A compter du 1er janvier 2015, la retraite complémentaire des avocats va changer... L'Assemblée générale de la Caisse nationale des barreaux français (CNBF) a voté cette réforme le 16 décembre 2013, pour une mise en oeuvre au 1er janvier 2015. L'objectif de cette réforme est double :
- assurer et consolider la pérennité des régimes de retraite des avocats, en se fondant sur des principes renouvelés de solidarité et de généralisation (en particulier en ce qui concerne le régime complémentaire) ;
- garantir l'indépendance et l'équilibre des régimes de retraite dont la CNBF a la charge, l'indépendance demeurant le principe essentiel sur lequel se fonde la profession d'avocat. Mais cette réforme n'en finit pas de faire couler de l'encre... Le barreau de Paris, dans son Bulletin du 25 septembre dernier, évoque "la corbeille de la mariée" (le projet ayant été adopté sous l'ancien Bâtonnat...), annonce la désignation d'un expert indépendant -un actuaire- aux fins de poser à la CNBF un certain nombre de questions techniques pour "éventuellement rouvrir le dossier", et suggère un rattachement des organismes techniques de la profession au Conseil national des barreaux... L'UJA de Paris, quant à elle, a souhaité obtenir de la CNBF "des réponses à des questions simples :
- Les jeunes avocats verront-ils logiquement leurs droits à retraite doubler si leurs cotisations doublent ?
- Si non, quels engagements sont pris pour garantir un niveau décent de retraite pour les avocats qui seraient soumis à ce doublement des cotisations ?
- Dans quelle proportion ce doublement de cotisations augmentera-t-il les droits à retraite ?
". Point de réponses encore et semble-t-il un système qui devrait être mis en oeuvre, en témoigne la publication au Journal officiel du 2 juillet 2014 de l'arrêté homologuant la modification du régime complémentaire de retraite des avocats (arrêté du 20 juin 2014, portant approbation des modifications apportées au règlement du régime complémentaire des avocats établi par la Caisse nationale des barreaux français N° Lexbase : L6611I3A). Avant d'en venir aux modifications opérées (II), bref retour sur le régime de retraite des avocats (I). I - Généralités sur le régime de retraite des avocats

Qu'il exerce son activité en qualité de travailleur indépendant ou de salarié, l'avocat, dès lors qu'il est inscrit au tableau de l'Ordre de l'un des barreaux français de la Métropole ou d'un département d'Outre-Mer (DOM), est affilié de plein droit aux régimes d'assurance vieillesse et d'assurance invalidité-décès de la CNBF. Sauf exception prévue par les textes, l'affiliation à la CNBF est obligatoire et soumise à cotisations à compter de la date d'inscription au barreau.

*Entrées fournies*
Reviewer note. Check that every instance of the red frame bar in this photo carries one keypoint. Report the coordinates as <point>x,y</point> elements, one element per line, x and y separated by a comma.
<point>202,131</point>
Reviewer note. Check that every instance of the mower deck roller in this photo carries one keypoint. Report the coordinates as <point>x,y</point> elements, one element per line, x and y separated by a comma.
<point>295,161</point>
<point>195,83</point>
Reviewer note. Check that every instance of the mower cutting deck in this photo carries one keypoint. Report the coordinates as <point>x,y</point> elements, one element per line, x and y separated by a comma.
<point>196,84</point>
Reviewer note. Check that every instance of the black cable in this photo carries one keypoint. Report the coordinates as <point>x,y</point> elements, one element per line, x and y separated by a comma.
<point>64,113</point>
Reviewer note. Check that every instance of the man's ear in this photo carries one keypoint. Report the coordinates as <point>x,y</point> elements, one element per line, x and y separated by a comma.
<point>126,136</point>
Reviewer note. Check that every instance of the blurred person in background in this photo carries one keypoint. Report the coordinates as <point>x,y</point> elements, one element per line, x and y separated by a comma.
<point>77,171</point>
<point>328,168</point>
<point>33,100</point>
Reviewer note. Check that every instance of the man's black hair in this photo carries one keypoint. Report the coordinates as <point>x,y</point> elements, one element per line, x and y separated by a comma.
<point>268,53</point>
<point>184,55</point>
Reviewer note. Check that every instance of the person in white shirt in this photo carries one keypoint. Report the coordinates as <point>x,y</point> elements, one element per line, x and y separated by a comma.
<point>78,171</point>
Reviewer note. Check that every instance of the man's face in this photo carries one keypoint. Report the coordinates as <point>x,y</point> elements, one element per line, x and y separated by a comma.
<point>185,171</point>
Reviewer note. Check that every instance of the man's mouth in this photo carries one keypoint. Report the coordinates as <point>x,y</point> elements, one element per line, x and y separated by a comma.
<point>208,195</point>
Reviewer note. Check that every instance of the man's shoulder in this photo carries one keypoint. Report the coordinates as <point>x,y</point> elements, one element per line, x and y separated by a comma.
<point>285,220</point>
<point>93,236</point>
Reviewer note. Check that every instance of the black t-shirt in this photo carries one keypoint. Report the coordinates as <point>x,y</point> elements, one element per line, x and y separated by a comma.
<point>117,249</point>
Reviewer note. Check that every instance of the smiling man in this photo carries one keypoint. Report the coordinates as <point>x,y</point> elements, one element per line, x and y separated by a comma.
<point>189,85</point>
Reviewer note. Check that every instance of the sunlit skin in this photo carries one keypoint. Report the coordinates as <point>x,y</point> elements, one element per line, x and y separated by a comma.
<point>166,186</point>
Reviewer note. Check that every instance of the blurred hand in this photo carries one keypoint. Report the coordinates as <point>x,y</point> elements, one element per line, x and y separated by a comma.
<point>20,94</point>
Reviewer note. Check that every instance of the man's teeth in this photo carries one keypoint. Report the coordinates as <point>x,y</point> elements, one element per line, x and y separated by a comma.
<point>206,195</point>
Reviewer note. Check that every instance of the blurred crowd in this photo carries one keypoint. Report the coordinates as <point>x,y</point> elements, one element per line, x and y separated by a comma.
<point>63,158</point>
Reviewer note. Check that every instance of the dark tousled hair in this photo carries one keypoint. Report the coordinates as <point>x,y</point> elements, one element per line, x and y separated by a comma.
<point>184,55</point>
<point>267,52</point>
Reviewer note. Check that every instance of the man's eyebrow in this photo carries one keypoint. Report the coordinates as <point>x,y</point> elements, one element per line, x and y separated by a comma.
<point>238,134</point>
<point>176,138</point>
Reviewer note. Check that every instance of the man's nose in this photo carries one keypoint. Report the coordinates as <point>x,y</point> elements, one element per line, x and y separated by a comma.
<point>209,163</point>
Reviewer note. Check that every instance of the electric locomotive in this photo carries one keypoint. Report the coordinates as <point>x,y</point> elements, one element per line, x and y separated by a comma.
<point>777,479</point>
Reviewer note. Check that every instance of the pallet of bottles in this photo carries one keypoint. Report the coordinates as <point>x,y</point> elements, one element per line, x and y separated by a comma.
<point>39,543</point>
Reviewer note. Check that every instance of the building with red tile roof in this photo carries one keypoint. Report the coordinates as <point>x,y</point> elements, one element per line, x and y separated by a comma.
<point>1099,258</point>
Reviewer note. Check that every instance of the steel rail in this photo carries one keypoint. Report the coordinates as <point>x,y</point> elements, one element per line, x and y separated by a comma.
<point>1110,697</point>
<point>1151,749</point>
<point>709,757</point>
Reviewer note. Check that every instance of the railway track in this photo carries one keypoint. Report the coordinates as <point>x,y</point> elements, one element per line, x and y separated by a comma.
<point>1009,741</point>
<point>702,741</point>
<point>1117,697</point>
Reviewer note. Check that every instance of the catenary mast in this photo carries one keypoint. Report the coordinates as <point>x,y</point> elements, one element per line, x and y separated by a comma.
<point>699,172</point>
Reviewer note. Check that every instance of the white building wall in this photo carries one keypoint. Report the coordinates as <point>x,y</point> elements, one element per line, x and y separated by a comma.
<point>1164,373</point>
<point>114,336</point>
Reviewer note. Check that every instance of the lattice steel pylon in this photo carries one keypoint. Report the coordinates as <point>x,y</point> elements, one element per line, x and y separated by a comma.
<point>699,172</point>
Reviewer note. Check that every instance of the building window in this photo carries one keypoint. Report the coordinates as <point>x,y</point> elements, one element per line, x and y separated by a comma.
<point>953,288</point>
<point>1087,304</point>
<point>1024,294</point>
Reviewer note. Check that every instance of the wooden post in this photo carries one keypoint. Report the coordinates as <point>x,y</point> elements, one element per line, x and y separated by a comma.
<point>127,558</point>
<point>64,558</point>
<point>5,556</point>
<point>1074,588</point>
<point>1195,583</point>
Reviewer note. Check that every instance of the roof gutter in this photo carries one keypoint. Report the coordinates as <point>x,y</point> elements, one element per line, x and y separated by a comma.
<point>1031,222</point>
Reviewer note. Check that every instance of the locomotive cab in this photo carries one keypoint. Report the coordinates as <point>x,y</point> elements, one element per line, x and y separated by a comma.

*Votre tâche*
D'après le texte extrait, à quelle date l'Assemblée générale de la CNBF a-t-elle voté la réforme de la retraite complémentaire des avocats ?

*Résultat de l'exercice*
Le 16 décembre 2013.